Challenges
1. Reproduce the portion of the polarisation passage starting at "I'll illustrate with" and ending at "look perfectly anticorrelated.".
2. Recast the rows as a JSON list of strings with one string per line, starting at the first line of the rows and ending at the line containing "231 134 L 308". Include both ends and leave out blank lines.

I'll illustrate with an example that simplifies things a bit. Suppose Alice and Bob only measured for horizontal polarisation (outcome 0) or vertical polarisation (outcome 1). They measure 8 sets of particles and get the following results:
Code:
 Event | Alice |  Bob
-------|-------|-------
1   |   1   |   0
2   |   0   |   0
3   |   1   |   0
4   |   0   |   1
5   |   1   |   1
6   |   1   |   1
7   |   0   |   0
8   |   0   |   1

These results show complete randomness. All of the four possible joint outcomes (00, 01, 10, and 11) occur equally often. But in this (and any other similar) set, you can identify subsets of correlated data. If you only look at subset A, consisting of events 2, 5, 6, and 7, Alice's and Bob's results look perfectly correlated. In set B, consisting of events 1, 3, 4, and 8, the results look perfectly anticorrelated.

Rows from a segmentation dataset
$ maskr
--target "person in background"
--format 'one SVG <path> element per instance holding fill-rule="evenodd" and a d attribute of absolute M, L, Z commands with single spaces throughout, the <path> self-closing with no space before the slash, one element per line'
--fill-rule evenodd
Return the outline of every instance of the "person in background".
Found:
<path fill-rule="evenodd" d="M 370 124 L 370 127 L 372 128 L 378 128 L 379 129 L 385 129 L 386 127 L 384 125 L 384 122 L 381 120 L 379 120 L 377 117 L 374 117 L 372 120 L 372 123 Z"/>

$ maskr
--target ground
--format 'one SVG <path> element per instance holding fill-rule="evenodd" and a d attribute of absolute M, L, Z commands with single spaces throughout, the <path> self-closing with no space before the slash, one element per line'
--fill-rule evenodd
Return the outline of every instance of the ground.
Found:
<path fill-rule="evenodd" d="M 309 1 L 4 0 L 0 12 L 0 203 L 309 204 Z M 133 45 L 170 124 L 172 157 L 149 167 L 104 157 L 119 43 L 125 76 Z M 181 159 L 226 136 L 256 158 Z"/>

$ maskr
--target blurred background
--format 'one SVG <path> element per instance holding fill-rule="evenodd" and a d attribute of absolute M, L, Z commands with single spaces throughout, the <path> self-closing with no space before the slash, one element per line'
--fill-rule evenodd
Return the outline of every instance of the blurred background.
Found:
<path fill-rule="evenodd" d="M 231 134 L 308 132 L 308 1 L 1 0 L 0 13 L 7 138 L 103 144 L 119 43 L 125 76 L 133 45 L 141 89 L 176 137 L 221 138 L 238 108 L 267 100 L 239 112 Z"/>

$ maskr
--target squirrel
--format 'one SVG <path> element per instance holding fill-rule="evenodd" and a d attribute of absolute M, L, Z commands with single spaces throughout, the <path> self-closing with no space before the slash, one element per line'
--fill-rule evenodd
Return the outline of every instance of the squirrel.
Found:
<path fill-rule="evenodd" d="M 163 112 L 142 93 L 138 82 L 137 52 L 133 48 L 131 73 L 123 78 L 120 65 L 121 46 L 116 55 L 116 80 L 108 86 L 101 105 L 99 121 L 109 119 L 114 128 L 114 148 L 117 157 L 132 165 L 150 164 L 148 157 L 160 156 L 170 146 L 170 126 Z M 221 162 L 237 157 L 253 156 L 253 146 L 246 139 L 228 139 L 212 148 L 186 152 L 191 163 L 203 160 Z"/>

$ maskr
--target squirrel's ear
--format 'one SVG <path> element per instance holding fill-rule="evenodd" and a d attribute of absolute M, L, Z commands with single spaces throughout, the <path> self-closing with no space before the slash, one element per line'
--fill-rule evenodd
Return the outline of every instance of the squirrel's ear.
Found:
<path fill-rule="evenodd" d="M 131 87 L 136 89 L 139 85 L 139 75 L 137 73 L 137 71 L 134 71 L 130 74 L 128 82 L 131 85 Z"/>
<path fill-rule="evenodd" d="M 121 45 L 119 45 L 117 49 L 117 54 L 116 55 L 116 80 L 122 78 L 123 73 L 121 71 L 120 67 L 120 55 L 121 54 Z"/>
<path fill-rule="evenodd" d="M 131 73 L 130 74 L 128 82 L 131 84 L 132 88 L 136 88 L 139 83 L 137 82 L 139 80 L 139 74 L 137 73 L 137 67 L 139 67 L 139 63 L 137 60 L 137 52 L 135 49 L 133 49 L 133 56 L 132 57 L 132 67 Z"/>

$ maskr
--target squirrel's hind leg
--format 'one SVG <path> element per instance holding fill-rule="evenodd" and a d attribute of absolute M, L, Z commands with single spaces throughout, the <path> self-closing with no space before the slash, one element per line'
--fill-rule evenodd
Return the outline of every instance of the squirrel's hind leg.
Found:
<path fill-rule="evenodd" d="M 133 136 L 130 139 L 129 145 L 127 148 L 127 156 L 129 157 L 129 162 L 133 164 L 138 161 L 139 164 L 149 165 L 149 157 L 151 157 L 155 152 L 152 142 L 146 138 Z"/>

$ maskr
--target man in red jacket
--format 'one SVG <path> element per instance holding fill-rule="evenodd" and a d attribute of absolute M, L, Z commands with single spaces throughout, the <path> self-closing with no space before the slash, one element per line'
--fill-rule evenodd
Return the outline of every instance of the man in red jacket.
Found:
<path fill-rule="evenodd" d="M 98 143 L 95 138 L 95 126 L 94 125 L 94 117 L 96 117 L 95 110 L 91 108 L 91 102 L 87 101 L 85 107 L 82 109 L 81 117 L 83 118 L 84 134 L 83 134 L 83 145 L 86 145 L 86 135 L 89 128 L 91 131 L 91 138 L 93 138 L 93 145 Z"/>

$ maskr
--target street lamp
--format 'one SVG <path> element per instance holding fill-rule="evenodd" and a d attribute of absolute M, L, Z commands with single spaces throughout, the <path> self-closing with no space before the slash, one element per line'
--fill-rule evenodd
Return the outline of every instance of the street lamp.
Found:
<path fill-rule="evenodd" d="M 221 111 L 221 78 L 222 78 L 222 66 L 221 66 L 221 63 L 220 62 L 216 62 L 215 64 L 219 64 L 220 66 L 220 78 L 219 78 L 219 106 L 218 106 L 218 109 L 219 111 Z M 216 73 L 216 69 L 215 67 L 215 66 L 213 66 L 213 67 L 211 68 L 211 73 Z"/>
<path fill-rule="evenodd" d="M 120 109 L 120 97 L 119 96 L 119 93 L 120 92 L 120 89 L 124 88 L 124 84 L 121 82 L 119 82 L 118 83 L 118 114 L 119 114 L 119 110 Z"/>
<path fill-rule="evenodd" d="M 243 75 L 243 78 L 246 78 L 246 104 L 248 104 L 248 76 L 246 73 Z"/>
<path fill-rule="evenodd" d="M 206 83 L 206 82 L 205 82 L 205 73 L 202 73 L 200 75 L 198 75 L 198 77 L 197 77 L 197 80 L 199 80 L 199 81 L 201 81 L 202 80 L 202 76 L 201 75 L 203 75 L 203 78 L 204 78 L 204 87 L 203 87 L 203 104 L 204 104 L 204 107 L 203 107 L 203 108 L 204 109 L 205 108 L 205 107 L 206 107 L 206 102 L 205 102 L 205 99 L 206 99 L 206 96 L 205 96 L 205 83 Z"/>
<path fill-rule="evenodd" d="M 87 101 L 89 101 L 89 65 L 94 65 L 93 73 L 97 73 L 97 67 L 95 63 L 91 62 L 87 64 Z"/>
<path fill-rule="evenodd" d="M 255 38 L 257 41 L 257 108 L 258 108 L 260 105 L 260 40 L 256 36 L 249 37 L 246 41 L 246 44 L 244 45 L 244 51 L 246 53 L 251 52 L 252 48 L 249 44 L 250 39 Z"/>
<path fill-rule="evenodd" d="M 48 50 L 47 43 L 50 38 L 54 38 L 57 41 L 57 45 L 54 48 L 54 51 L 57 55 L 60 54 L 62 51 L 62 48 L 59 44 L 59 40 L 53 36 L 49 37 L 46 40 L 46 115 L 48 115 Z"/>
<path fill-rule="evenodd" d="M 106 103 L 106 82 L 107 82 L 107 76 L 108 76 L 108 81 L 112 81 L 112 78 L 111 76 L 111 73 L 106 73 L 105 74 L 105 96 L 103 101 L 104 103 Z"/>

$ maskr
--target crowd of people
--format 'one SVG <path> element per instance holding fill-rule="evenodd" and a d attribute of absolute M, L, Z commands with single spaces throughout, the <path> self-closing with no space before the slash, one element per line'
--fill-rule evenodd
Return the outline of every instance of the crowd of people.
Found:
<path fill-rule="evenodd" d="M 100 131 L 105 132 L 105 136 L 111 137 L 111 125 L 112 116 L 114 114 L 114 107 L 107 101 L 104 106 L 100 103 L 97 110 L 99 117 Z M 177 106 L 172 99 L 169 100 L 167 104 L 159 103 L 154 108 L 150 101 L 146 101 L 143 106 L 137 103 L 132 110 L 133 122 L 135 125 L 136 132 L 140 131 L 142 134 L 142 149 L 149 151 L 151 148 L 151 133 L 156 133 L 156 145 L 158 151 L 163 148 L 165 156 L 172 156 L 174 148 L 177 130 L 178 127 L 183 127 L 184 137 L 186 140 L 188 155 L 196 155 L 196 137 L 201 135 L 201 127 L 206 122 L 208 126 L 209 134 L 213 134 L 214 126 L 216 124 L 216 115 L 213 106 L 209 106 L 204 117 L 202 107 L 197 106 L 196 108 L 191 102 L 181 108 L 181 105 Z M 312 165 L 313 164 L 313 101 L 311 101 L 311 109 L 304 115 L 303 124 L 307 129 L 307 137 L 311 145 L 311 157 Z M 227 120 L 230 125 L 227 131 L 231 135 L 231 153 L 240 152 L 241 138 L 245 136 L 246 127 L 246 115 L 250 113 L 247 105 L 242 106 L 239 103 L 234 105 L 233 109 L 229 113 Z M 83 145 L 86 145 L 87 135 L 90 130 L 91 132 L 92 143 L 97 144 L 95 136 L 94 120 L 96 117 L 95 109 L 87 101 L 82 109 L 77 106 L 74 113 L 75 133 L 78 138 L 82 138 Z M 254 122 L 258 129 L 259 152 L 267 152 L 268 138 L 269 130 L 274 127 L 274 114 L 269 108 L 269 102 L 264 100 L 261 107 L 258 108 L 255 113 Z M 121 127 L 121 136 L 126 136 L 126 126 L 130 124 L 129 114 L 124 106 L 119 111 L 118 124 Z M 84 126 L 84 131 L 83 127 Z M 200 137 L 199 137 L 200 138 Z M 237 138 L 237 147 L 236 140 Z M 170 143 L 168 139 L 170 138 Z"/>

Final answers
1.
I'll illustrate with an example that simplifies things a bit. Suppose Alice and Bob only measured for horizontal polarisation (outcome 0) or vertical polarisation (outcome 1). They measure 8 sets of particles and get the following results:
Code:
 Event | Alice |  Bob
-------|-------|-------
1   |   1   |   0
2   |   0   |   0
3   |   1   |   0
4   |   0   |   1
5   |   1   |   1
6   |   1   |   1
7   |   0   |   0
8   |   0   |   1

These results show complete randomness. All of the four possible joint outcomes (00, 01, 10, and 11) occur equally often. But in this (and any other similar) set, you can identify subsets of correlated data. If you only look at subset A, consisting of events 2, 5, 6, and 7, Alice's and Bob's results look perfectly correlated. In set B, consisting of events 1, 3, 4, and 8, the results look perfectly anticorrelated.

2.
[
  "$ maskr",
  "--target \"person in background\"",
  "--format 'one SVG <path> element per instance holding fill-rule=\"evenodd\" and a d attribute of absolute M, L, Z commands with single spaces throughout, the <path> self-closing with no space before the slash, one element per line'",
  "--fill-rule evenodd",
  "Return the outline of every instance of the \"person in background\".",
  "Found:",
  "<path fill-rule=\"evenodd\" d=\"M 370 124 L 370 127 L 372 128 L 378 128 L 379 129 L 385 129 L 386 127 L 384 125 L 384 122 L 381 120 L 379 120 L 377 117 L 374 117 L 372 120 L 372 123 Z\"/>",
  "$ maskr",
  "--target ground",
  "--format 'one SVG <path> element per instance holding fill-rule=\"evenodd\" and a d attribute of absolute M, L, Z commands with single spaces throughout, the <path> self-closing with no space before the slash, one element per line'",
  "--fill-rule evenodd",
  "Return the outline of every instance of the ground.",
  "Found:",
  "<path fill-rule=\"evenodd\" d=\"M 309 1 L 4 0 L 0 12 L 0 203 L 309 204 Z M 133 45 L 170 124 L 172 157 L 149 167 L 104 157 L 119 43 L 125 76 Z M 181 159 L 226 136 L 256 158 Z\"/>",
  "$ maskr",
  "--target blurred background",
  "--format 'one SVG <path> element per instance holding fill-rule=\"evenodd\" and a d attribute of absolute M, L, Z commands with single spaces throughout, the <path> self-closing with no space before the slash, one element per line'",
  "--fill-rule evenodd",
  "Return the outline of every instance of the blurred background.",
  "Found:",
  "<path fill-rule=\"evenodd\" d=\"M 231 134 L 308 132 L 308 1 L 1 0 L 0 13 L 7 138 L 103 144 L 119 43 L 125 76 L 133 45 L 141 89 L 176 137 L 221 138 L 238 108 L 267 100 L 239 112 Z\"/>"
]